▶ [PASSAGE TO READ]:
§

For data pipeline development specifically, the gains may be even larger. Pipelines follow well-established patterns — API authentication, pagination, rate limiting, schema mapping, incremental loading. These are exactly the kinds of pattern-heavy tasks where AI excels: one dlt user described completing an entire pipeline “in five minutes using the library’s documentation.”

3. Open-Source Tools Reached Production Maturity

dlt (data load tool) hit 3 million monthly downloads. In September 2024 alone, users created 50,000 custom connectors — a 20x increase from January. The library passed version 1.0 stability, now at 1.19, with production users including Artsy and PostHog.

The maturity matters because it changes what “building” means. Building a connector in 2023 meant writing API calls, pagination logic, rate limiting, schema mapping, error recovery, and state management from scratch. Building a connector in 2026 means writing a declarative configuration for a well-tested framework that handles the hard parts.

The Compounding Effect

Building pipelines is cheaper because AI accelerates development. AI-assisted pipeline development is practical because dlt provides the framework and patterns that AI can work with. Managed solution costs continue rising, widening the gap.

The traditional 50-100 hours per connector estimate predates both AI assistance and mature frameworks. With dlt + AI, that number drops to 10-20 hours for standard API patterns. The $520,000 annual pipeline maintenance cost becomes an investment when you’re saving $100,000+ in MAR fees.

Where AI Helps (and Where It Doesn’t)

AI assistance isn’t magic, and understanding where it delivers determines whether the “build” option actually works in practice.

§

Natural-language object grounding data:
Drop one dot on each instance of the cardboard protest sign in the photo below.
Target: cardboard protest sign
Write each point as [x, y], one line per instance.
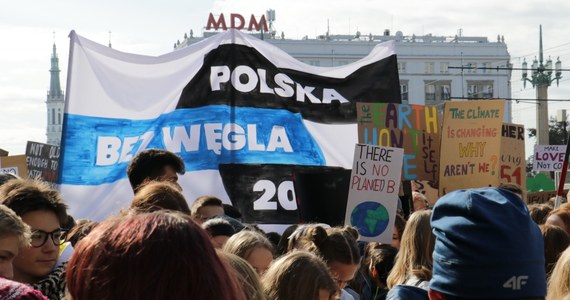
[470, 144]
[373, 193]
[10, 170]
[541, 197]
[513, 162]
[14, 164]
[426, 188]
[415, 128]
[322, 193]
[42, 161]
[548, 157]
[229, 99]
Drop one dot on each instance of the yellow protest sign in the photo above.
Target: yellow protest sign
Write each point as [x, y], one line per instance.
[470, 144]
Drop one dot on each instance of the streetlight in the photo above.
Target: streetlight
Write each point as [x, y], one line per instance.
[541, 78]
[561, 117]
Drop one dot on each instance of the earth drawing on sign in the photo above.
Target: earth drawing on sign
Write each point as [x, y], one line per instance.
[371, 218]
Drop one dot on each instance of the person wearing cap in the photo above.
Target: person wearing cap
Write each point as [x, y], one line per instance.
[487, 247]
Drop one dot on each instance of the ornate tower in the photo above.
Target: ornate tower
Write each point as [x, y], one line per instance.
[54, 102]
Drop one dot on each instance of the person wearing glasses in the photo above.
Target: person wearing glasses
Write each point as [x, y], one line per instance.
[14, 234]
[43, 209]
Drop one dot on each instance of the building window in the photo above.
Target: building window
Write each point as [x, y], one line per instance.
[401, 67]
[404, 91]
[486, 68]
[444, 68]
[479, 89]
[437, 91]
[429, 66]
[472, 68]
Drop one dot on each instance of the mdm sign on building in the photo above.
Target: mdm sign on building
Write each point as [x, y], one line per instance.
[230, 99]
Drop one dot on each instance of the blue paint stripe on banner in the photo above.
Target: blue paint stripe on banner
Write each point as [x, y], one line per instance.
[98, 150]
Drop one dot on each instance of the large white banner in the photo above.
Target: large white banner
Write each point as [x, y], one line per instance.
[228, 99]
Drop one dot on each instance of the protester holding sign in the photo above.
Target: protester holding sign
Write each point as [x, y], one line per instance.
[487, 247]
[14, 233]
[43, 209]
[413, 265]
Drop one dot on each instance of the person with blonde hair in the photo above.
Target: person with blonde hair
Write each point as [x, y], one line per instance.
[338, 248]
[43, 209]
[413, 265]
[299, 275]
[252, 246]
[559, 282]
[206, 207]
[247, 276]
[14, 234]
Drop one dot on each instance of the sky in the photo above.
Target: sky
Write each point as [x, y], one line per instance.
[28, 30]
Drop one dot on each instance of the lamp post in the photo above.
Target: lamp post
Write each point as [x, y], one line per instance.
[541, 78]
[561, 117]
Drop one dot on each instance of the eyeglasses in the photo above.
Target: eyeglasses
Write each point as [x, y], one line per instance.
[39, 237]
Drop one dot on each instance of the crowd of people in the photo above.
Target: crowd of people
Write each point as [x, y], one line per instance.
[482, 243]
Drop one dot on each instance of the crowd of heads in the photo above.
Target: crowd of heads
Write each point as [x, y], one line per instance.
[481, 243]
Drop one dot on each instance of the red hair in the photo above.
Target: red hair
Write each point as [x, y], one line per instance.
[159, 255]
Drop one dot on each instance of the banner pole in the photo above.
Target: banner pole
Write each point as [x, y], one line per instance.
[562, 176]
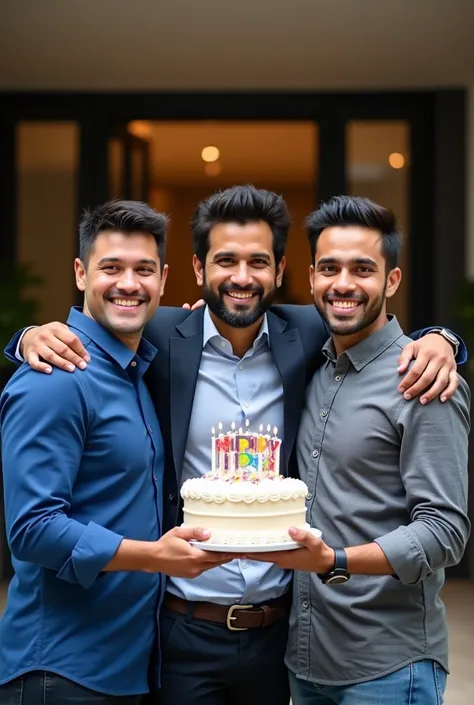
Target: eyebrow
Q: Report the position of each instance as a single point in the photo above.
(358, 260)
(109, 260)
(260, 255)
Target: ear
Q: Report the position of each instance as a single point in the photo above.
(80, 272)
(198, 270)
(393, 282)
(279, 272)
(164, 277)
(311, 276)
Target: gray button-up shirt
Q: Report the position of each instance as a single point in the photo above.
(385, 469)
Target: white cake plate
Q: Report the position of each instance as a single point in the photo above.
(252, 548)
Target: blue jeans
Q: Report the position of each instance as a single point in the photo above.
(419, 683)
(42, 688)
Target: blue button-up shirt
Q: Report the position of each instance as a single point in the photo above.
(83, 463)
(230, 389)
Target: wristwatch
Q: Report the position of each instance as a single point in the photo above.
(447, 335)
(339, 573)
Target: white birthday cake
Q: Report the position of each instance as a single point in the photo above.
(244, 500)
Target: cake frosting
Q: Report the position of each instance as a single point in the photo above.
(245, 500)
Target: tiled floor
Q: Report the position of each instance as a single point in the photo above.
(459, 599)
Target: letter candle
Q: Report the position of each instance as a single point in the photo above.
(213, 450)
(233, 455)
(259, 453)
(275, 445)
(221, 451)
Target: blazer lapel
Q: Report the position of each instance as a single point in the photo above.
(288, 353)
(185, 358)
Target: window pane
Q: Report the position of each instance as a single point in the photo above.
(47, 159)
(378, 162)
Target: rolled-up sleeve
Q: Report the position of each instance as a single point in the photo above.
(434, 471)
(44, 421)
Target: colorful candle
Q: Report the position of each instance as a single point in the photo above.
(213, 450)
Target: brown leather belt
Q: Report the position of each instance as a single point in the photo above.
(236, 617)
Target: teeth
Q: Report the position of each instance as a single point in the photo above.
(126, 302)
(344, 304)
(241, 294)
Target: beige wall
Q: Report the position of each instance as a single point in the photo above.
(48, 158)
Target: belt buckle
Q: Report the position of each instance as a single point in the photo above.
(230, 617)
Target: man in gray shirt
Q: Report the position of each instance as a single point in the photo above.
(387, 483)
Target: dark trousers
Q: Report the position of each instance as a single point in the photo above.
(43, 688)
(204, 663)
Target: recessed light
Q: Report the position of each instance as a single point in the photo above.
(396, 160)
(210, 154)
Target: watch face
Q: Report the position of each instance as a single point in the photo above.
(337, 579)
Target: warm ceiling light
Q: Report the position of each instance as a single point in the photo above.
(210, 154)
(213, 169)
(140, 128)
(396, 160)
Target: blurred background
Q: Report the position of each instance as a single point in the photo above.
(168, 101)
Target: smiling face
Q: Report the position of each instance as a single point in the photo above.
(239, 278)
(350, 284)
(122, 283)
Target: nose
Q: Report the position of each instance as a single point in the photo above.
(344, 282)
(241, 276)
(128, 282)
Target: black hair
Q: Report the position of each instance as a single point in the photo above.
(241, 204)
(342, 211)
(125, 217)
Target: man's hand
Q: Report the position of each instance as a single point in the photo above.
(196, 305)
(176, 557)
(434, 365)
(55, 344)
(314, 555)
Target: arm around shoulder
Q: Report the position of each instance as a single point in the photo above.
(434, 470)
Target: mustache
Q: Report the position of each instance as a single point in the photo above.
(123, 294)
(226, 288)
(344, 297)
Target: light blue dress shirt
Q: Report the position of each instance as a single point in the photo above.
(230, 389)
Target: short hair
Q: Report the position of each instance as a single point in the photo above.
(341, 211)
(126, 217)
(241, 204)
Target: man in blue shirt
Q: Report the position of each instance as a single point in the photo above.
(236, 359)
(83, 464)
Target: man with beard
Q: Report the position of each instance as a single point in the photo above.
(234, 360)
(83, 465)
(388, 481)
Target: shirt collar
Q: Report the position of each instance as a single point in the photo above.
(368, 349)
(210, 331)
(108, 342)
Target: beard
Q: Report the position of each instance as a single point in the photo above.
(340, 325)
(243, 316)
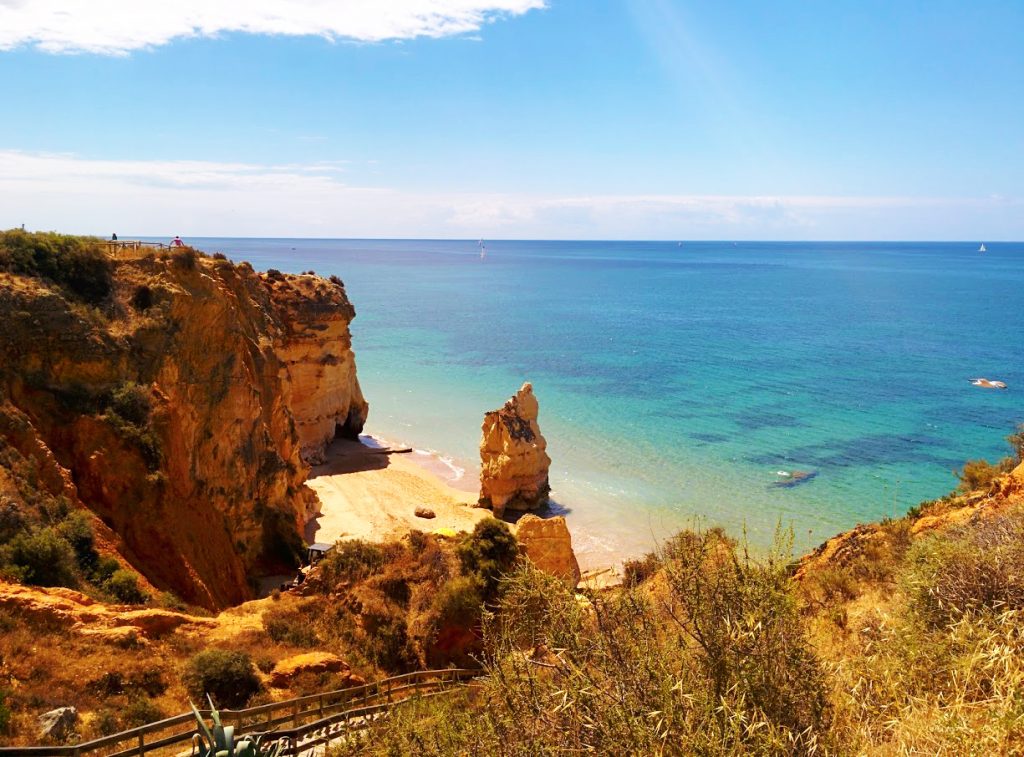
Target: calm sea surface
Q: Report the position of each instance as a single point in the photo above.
(676, 381)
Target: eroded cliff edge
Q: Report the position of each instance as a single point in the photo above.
(180, 408)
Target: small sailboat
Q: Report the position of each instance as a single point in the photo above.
(988, 383)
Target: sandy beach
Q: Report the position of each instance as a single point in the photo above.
(368, 493)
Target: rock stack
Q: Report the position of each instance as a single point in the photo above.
(513, 458)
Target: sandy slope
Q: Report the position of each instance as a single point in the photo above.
(368, 495)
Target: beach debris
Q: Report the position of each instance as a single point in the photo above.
(988, 384)
(793, 477)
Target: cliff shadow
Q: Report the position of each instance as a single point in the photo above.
(349, 456)
(551, 509)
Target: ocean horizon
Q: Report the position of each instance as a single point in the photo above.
(679, 382)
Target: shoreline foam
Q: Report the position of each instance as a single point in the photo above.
(368, 493)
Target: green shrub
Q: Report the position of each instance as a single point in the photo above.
(4, 713)
(489, 552)
(105, 722)
(638, 571)
(229, 677)
(142, 299)
(978, 474)
(459, 602)
(1016, 440)
(131, 402)
(290, 626)
(78, 264)
(185, 258)
(105, 568)
(969, 571)
(353, 560)
(41, 557)
(129, 411)
(123, 585)
(77, 530)
(12, 520)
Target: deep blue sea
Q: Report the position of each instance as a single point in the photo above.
(676, 381)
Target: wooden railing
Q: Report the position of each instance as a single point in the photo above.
(116, 247)
(331, 713)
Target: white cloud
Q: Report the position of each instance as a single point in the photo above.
(118, 27)
(211, 199)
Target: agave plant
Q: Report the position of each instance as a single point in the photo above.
(220, 742)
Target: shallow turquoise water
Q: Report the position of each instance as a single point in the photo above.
(676, 381)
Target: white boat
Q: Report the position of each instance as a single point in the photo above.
(988, 383)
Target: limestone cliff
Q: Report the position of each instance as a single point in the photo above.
(178, 409)
(513, 458)
(317, 368)
(548, 544)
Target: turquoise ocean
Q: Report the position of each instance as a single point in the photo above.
(677, 380)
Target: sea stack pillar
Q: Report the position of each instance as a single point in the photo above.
(514, 461)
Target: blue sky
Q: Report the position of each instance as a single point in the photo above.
(579, 119)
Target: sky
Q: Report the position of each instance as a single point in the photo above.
(514, 119)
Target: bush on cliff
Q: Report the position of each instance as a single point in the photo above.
(41, 557)
(969, 572)
(488, 553)
(129, 410)
(979, 474)
(123, 586)
(229, 677)
(78, 264)
(713, 661)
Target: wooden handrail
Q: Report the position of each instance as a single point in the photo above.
(295, 712)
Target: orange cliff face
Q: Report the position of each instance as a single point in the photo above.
(179, 412)
(514, 461)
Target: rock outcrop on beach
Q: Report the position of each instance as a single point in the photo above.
(513, 458)
(177, 404)
(548, 544)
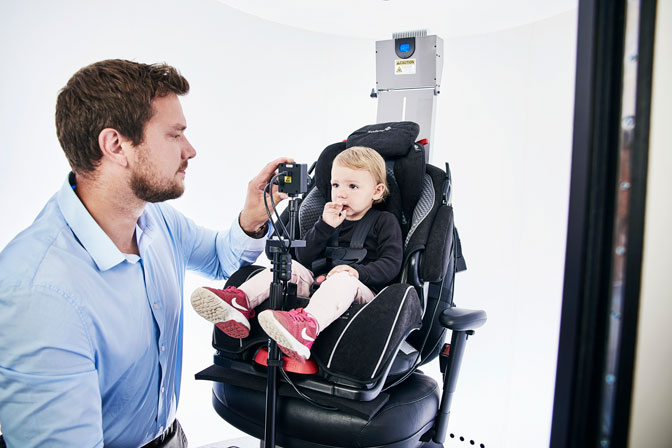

§

▶ [TO DO]:
a - List the well-established patterns that pipelines follow, as named in the passage on data pipeline development.
b - Set down the stretch of the passage on data pipeline development from "The traditional 50-100" through "Where It Doesn’t)".
Rely only on the text for what comes next.

▶ [ANSWERS]:
a - API authentication, pagination, rate limiting, schema mapping, incremental loading

b -
The traditional 50-100 hours per connector estimate predates both AI assistance and mature frameworks. With dlt + AI, that number drops to 10-20 hours for standard API patterns. The $520,000 annual pipeline maintenance cost becomes an investment when you’re saving $100,000+ in MAR fees.

Where AI Helps (and Where It Doesn’t)